> Exercise task:
In the material below, change every "Reviewer note" to "Annotator note" and leave everything else as it is.

(Part of a data file)
============================================================

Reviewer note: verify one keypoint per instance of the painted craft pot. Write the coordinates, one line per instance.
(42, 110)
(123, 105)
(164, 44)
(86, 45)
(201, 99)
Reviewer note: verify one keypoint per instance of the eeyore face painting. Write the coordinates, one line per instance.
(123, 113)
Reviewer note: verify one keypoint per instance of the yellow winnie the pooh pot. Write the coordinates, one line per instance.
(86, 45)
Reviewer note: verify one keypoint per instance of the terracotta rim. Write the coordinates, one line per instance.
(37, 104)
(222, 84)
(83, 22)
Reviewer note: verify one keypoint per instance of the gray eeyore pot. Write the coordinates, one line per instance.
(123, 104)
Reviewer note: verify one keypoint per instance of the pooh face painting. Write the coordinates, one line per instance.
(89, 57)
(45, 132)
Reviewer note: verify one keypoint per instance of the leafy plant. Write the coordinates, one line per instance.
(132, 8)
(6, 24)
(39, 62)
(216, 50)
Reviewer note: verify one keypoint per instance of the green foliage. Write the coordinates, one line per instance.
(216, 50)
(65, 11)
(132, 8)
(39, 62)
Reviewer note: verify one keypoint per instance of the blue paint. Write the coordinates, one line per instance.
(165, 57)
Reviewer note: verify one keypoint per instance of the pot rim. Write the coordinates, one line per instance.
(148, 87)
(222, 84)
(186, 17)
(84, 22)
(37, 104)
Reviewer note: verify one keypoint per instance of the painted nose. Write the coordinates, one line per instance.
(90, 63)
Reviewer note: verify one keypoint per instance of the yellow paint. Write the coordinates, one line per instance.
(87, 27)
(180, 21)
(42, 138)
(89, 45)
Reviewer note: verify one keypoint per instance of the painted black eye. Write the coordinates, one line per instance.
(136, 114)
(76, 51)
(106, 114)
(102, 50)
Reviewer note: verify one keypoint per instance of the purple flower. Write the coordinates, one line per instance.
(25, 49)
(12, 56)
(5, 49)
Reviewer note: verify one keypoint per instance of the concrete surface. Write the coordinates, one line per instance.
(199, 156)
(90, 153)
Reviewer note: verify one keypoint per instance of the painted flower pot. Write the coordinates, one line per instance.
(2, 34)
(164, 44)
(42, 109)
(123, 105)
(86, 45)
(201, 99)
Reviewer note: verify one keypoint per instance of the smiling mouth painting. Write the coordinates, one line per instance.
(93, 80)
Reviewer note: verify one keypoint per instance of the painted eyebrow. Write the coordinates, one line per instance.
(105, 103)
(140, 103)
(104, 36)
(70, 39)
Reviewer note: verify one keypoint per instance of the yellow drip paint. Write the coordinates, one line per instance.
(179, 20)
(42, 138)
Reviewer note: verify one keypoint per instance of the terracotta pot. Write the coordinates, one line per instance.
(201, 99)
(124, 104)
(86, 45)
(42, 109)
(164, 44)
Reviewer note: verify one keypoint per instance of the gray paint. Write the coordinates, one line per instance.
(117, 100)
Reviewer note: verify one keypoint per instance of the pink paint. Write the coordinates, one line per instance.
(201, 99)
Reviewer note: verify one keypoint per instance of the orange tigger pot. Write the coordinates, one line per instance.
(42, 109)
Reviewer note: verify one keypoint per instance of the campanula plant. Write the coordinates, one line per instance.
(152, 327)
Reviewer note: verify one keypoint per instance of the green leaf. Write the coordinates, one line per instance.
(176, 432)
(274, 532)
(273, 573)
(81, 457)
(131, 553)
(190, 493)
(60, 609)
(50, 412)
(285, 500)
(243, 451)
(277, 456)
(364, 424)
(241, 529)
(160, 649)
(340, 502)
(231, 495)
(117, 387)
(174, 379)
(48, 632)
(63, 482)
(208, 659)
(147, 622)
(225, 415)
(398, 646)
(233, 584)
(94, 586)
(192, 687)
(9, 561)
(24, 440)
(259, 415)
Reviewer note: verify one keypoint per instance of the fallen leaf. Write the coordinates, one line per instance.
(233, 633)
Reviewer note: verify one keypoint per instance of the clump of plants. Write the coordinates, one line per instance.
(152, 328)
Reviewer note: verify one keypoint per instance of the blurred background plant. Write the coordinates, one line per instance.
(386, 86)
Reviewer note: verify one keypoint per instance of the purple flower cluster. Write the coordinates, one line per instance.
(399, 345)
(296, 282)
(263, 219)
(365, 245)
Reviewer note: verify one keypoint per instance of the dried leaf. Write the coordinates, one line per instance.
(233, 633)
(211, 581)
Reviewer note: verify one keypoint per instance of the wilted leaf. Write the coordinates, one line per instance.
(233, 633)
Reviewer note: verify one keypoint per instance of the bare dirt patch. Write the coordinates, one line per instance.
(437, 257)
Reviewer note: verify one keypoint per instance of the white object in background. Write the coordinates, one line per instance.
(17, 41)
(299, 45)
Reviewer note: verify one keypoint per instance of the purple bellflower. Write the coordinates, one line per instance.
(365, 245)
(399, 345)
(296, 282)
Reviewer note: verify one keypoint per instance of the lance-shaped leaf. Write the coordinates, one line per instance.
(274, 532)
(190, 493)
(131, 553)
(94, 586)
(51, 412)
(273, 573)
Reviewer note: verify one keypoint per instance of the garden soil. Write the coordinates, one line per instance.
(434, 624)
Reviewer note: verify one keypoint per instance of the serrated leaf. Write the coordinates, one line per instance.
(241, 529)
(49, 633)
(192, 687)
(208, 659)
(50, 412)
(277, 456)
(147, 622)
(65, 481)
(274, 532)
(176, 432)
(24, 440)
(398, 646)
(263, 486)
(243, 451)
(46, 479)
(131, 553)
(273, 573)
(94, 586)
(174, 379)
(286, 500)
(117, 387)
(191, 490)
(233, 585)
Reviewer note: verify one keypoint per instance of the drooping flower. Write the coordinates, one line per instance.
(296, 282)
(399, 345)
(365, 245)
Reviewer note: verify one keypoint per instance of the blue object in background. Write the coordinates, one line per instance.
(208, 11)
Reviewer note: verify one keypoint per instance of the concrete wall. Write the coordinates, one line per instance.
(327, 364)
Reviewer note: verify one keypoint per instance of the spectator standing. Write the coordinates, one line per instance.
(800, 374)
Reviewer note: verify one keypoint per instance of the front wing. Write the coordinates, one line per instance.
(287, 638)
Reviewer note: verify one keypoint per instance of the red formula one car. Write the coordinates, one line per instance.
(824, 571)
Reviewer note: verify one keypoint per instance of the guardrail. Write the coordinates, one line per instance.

============================================================

> The solution:
Annotator note: verify one keypoint per instance of the painted craft pot. Write the coordinates, one line per instance.
(42, 110)
(123, 105)
(164, 44)
(86, 45)
(201, 99)
Annotator note: verify one keypoint per instance of the eeyore face painting. Write the coordinates, one line per instance.
(123, 113)
Annotator note: verify one keypoint per instance of the yellow winnie the pooh pot. Write the coordinates, one line per instance.
(86, 45)
Annotator note: verify one keypoint per instance of the terracotta rim. Write the coordinates, one line per instance.
(37, 104)
(222, 84)
(83, 22)
Annotator note: verify one keypoint per instance of the gray eeyore pot. Write the coordinates, one line per instance.
(123, 104)
Annotator note: verify one keypoint per instance of the pooh face painting. Write the coordinates, one line per instance.
(89, 57)
(45, 132)
Annotator note: verify one keypoint per instance of the leafy plant. Write the coordinates, one line per instance.
(132, 8)
(6, 24)
(39, 62)
(216, 50)
Annotator note: verify one keypoint per instance of the green foliage. Write the coordinates, one line per instance.
(216, 50)
(65, 11)
(132, 8)
(39, 62)
Annotator note: verify one keypoint per instance of the blue paint. Write the coordinates, one line per instance.
(165, 57)
Annotator note: verify one keypoint per instance of the pot rim. Write the coordinates, one line per instance.
(148, 87)
(222, 84)
(186, 17)
(84, 22)
(37, 104)
Annotator note: verify one keypoint per instance of the painted nose. Write the coordinates, one line per instance.
(90, 63)
Annotator note: verify one keypoint per instance of the yellow paint. Write the coordinates, one line per instance.
(87, 27)
(180, 21)
(42, 138)
(89, 45)
Annotator note: verify one keypoint per instance of the painted black eye. Write the coordinates, one line per instance.
(136, 114)
(76, 51)
(106, 114)
(102, 50)
Annotator note: verify one keypoint per instance of the purple flower. Write the coordinates, one line per instance.
(25, 49)
(12, 56)
(5, 49)
Annotator note: verify one keypoint per instance of the concrete surface. Write the coordinates, one line per instance.
(199, 156)
(90, 153)
Annotator note: verify one keypoint per instance of the painted flower pot. Write the coordinates, one line per instance.
(2, 34)
(164, 44)
(42, 109)
(123, 105)
(86, 45)
(201, 99)
Annotator note: verify one keypoint per instance of the smiling mouth painting. Write the coordinates, one line per instance.
(93, 80)
Annotator note: verify one keypoint per instance of the painted eyebrow. Write the coordinates, one line per instance.
(105, 103)
(140, 103)
(104, 36)
(70, 39)
Annotator note: verify one keypoint per instance of the yellow drip paint. Write the coordinates, one line per instance.
(179, 20)
(42, 138)
Annotator note: verify one keypoint per instance of the terracotta pot. Write the coordinates, one line per instance.
(201, 99)
(124, 104)
(86, 45)
(42, 109)
(164, 44)
Annotator note: verify one keypoint per instance of the gray paint. Write the coordinates, one line per instance.
(117, 100)
Annotator note: verify one keypoint per instance of the pink paint. Write the coordinates, one line per instance.
(201, 99)
Annotator note: verify one keypoint per instance of the orange tigger pot. Write the coordinates, one line per instance.
(42, 109)
Annotator note: verify one keypoint per instance of the campanula plant. Write the coordinates, one line per instance.
(152, 327)
Annotator note: verify one keypoint per instance of the green leaf. Write the coordinates, one line per instance.
(176, 432)
(274, 532)
(273, 573)
(81, 457)
(131, 553)
(190, 493)
(60, 609)
(50, 412)
(285, 500)
(243, 451)
(277, 456)
(364, 424)
(241, 529)
(160, 649)
(340, 502)
(231, 495)
(117, 387)
(174, 379)
(48, 632)
(63, 482)
(208, 659)
(147, 622)
(225, 415)
(398, 646)
(233, 584)
(94, 586)
(192, 687)
(9, 561)
(24, 440)
(259, 415)
Annotator note: verify one keypoint per instance of the fallen leaf. Write the coordinates, one line per instance.
(233, 633)
Annotator note: verify one keypoint per instance of the clump of plants. Write the coordinates, one line per instance.
(152, 328)
Annotator note: verify one keypoint per instance of the blurred background plant. Write the coordinates, one line per instance.
(386, 86)
Annotator note: verify one keypoint per instance of the purple flower cluster. Write the coordinates, one line per instance.
(399, 345)
(296, 282)
(263, 219)
(365, 245)
Annotator note: verify one keypoint per instance of the dried leaf. Write the coordinates, one line per instance.
(233, 633)
(211, 581)
Annotator note: verify one keypoint per instance of the wilted leaf. Write the coordinates, one line per instance.
(233, 633)
Annotator note: verify one keypoint per instance of the bare dirt patch. Write the coordinates, one line per instance.
(437, 257)
Annotator note: verify one keypoint per instance of the white object in background. Write the coordinates, one line per instance.
(17, 41)
(299, 45)
Annotator note: verify one keypoint per instance of the purple bellflower. Write the coordinates, one line per instance.
(365, 245)
(399, 345)
(296, 282)
Annotator note: verify one keypoint per instance of the lance-shaped leaf. Write the coordinates, one line per instance.
(274, 532)
(190, 493)
(131, 553)
(94, 586)
(51, 412)
(273, 573)
Annotator note: verify one keypoint per instance of the garden soil. Write the coordinates, one line per instance.
(434, 624)
Annotator note: verify one keypoint per instance of the serrated leaf. Write the coordinates, one line per instance.
(241, 529)
(49, 633)
(192, 687)
(208, 659)
(50, 412)
(277, 456)
(147, 622)
(65, 481)
(274, 532)
(176, 432)
(24, 440)
(398, 646)
(263, 486)
(243, 451)
(46, 479)
(131, 553)
(273, 573)
(94, 586)
(174, 379)
(286, 500)
(117, 387)
(191, 490)
(233, 585)
Annotator note: verify one keypoint per instance of the drooping flower. Write the coordinates, one line per instance.
(296, 282)
(399, 345)
(365, 245)
Annotator note: verify one keypoint per instance of the blue object in background. Write the coordinates, one line per instance.
(208, 11)
Annotator note: verify one keypoint per instance of the concrete wall. Write the coordinates, one line per instance.
(327, 364)
Annotator note: verify one keypoint per instance of the spectator standing. Write the coordinates, one line per instance.
(800, 374)
Annotator note: verify one keypoint per instance of the front wing. Write the coordinates, one line per instance.
(287, 638)
Annotator note: verify one keypoint per instance of the red formula one car. Write the coordinates, one line per instance.
(824, 571)
Annotator note: verify one keypoint per instance of the guardrail. Write the coordinates, one line per instance.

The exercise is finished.